Task description: Gather every line in the records that contains the string "negative" and copy each one out in full.

━━ Extracted material ━━

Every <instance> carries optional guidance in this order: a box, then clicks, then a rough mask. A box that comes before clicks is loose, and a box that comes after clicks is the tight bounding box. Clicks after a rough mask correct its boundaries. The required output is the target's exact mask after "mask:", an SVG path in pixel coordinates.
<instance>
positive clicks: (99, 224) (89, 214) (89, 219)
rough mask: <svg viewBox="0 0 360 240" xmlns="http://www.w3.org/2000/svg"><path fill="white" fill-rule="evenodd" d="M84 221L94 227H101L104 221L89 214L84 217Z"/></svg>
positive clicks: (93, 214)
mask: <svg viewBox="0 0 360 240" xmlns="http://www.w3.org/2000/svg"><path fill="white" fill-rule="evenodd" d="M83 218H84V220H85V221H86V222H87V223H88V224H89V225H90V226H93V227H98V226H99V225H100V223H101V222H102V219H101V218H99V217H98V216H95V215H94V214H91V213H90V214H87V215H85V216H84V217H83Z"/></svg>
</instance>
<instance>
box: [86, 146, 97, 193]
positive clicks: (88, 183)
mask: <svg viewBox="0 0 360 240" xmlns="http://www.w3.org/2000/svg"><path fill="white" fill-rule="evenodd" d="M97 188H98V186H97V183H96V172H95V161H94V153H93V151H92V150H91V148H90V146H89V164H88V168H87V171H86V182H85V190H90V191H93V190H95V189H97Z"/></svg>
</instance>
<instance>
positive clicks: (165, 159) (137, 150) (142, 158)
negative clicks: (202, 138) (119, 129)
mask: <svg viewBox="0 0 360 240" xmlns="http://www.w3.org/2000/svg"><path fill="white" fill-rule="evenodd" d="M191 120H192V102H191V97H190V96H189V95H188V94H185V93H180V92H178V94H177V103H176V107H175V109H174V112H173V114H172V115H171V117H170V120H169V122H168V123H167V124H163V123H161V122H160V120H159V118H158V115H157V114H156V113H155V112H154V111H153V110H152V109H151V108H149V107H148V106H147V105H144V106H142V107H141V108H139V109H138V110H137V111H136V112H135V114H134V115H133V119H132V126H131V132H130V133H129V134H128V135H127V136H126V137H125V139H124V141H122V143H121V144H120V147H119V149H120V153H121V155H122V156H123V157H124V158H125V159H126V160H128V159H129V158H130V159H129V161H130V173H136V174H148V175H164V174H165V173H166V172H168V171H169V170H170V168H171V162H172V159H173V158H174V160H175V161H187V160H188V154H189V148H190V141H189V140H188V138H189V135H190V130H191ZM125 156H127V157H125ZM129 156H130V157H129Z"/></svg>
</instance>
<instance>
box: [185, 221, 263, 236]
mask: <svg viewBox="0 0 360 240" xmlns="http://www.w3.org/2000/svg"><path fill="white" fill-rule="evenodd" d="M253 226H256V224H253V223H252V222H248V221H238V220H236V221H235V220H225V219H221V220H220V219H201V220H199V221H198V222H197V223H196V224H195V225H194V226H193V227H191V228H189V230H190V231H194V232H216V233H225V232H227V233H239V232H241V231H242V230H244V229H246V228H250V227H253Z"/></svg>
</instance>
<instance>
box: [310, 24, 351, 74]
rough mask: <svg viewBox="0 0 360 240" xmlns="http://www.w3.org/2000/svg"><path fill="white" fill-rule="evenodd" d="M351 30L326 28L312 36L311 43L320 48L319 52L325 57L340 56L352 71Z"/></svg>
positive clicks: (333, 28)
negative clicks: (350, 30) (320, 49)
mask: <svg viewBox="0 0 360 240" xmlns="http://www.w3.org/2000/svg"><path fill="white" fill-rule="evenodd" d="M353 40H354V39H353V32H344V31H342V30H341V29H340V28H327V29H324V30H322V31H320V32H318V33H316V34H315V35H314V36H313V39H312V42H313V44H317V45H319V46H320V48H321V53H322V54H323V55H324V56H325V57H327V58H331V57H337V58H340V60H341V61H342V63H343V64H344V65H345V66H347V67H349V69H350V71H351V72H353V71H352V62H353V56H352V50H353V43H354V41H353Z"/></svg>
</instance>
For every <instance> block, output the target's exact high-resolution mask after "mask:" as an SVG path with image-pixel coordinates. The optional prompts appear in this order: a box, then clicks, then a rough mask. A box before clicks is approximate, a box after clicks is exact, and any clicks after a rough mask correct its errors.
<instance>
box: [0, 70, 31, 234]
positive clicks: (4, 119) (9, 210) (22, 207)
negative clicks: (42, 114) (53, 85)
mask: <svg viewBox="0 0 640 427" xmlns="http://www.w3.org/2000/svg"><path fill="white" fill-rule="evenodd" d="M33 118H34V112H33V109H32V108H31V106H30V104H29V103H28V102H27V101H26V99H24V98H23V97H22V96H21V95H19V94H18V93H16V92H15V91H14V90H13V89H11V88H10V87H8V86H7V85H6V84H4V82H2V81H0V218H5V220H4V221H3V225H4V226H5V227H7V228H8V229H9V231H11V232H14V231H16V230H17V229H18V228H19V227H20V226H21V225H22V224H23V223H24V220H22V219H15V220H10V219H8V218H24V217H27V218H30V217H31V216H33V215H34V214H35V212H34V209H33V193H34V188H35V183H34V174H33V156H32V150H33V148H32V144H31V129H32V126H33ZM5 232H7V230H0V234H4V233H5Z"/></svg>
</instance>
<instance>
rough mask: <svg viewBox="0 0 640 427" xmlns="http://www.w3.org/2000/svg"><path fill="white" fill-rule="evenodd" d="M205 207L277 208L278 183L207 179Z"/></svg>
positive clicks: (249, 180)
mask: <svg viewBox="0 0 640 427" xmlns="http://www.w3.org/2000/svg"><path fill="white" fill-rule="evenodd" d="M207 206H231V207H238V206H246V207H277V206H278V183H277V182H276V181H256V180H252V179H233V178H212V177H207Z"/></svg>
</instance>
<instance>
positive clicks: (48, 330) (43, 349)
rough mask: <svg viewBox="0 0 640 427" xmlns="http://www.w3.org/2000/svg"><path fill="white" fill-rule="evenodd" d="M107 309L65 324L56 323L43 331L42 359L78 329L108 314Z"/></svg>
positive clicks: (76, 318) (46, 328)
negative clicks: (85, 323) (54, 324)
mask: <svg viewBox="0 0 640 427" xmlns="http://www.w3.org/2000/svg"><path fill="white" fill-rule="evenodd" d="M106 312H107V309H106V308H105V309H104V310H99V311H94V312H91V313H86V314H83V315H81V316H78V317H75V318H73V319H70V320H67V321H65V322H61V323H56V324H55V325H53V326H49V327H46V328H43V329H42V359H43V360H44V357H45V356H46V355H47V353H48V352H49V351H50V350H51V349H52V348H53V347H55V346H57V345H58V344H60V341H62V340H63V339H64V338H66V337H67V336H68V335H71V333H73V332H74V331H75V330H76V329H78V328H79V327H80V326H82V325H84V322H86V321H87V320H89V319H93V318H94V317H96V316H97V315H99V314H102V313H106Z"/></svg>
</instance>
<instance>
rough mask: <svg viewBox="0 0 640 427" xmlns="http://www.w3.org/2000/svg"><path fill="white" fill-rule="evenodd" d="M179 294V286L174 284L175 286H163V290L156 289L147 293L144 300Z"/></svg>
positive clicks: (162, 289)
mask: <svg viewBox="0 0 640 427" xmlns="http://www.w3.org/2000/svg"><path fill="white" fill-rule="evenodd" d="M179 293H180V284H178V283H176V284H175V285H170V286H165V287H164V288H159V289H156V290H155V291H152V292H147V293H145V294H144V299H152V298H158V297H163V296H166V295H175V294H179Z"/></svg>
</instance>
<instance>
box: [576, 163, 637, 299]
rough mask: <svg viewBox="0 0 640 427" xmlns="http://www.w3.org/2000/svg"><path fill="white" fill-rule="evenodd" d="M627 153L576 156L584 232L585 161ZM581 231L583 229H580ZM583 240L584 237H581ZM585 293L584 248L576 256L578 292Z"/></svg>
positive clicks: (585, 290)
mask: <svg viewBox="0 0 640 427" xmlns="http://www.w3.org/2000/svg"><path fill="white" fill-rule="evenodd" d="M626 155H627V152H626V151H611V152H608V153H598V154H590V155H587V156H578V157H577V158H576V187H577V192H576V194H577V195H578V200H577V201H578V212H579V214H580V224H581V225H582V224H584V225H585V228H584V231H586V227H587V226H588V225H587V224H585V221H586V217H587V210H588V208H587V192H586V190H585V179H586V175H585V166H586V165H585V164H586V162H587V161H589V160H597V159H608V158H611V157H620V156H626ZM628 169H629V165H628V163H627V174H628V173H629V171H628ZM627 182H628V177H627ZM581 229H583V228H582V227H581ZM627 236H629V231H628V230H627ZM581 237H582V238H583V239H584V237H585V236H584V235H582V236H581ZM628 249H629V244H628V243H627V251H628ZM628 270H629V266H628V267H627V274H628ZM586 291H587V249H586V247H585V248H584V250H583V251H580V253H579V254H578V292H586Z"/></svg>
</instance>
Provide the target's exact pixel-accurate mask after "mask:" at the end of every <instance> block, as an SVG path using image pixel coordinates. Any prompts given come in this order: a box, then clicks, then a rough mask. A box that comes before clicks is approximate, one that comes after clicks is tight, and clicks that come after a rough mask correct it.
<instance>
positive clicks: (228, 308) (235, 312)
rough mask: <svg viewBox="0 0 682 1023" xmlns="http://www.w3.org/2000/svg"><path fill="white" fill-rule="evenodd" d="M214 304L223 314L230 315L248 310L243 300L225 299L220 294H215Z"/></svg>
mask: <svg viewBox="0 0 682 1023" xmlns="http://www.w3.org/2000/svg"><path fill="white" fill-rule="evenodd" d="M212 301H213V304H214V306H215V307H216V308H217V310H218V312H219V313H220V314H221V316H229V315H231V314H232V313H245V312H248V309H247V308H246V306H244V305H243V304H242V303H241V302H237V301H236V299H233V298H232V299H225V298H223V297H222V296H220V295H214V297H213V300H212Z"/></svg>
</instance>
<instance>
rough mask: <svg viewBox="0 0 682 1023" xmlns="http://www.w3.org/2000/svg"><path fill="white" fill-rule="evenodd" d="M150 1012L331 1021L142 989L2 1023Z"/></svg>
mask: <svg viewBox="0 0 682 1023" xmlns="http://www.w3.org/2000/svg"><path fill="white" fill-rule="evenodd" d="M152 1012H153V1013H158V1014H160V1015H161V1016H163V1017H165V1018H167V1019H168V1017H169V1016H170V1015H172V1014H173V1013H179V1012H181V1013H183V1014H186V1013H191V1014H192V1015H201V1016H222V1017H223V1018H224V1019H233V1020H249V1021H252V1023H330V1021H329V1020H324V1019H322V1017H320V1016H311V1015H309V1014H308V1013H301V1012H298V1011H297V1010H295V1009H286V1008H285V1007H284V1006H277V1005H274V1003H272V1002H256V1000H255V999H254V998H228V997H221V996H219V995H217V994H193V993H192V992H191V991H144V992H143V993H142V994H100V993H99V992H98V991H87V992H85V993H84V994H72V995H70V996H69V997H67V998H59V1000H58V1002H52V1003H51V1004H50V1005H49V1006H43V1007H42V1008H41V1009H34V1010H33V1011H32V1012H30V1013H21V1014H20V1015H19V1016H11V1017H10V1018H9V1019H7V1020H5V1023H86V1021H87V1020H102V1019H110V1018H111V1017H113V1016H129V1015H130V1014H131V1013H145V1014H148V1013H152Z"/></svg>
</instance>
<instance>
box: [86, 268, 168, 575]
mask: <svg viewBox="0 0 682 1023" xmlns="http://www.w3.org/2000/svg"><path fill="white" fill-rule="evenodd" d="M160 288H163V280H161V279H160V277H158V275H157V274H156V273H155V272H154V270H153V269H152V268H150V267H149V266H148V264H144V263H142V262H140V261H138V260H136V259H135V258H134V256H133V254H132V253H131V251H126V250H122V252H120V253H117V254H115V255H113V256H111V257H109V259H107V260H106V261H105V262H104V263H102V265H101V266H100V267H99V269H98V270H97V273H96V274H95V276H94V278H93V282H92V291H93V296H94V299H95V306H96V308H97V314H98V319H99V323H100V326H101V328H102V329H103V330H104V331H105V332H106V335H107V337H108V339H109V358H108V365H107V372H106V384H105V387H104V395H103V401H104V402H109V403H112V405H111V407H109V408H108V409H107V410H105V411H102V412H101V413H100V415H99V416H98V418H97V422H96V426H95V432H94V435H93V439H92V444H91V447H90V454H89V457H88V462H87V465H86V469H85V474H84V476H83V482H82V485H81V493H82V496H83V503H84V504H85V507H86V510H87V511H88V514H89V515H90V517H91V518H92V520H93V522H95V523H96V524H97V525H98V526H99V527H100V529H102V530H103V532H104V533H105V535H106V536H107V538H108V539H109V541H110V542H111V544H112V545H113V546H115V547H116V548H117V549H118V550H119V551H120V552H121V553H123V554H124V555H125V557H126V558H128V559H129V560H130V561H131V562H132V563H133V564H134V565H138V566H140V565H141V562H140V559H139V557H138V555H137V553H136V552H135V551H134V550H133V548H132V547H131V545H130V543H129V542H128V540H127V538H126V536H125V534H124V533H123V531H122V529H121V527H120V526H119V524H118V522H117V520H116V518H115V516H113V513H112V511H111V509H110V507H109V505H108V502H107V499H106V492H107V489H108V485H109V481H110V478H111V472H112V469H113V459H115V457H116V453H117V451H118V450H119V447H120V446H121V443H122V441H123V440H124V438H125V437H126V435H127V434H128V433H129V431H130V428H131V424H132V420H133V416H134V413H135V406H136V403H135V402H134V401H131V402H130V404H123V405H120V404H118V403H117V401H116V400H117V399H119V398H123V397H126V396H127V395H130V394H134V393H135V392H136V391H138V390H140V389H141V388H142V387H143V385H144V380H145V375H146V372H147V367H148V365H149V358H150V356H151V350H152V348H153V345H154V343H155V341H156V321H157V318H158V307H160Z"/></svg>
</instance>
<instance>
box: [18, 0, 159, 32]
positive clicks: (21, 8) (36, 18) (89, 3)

━━━

Task result:
negative clicks: (202, 138) (119, 129)
negative clicks: (350, 30) (320, 49)
negative clicks: (42, 114) (53, 85)
negative clicks: (85, 323) (54, 324)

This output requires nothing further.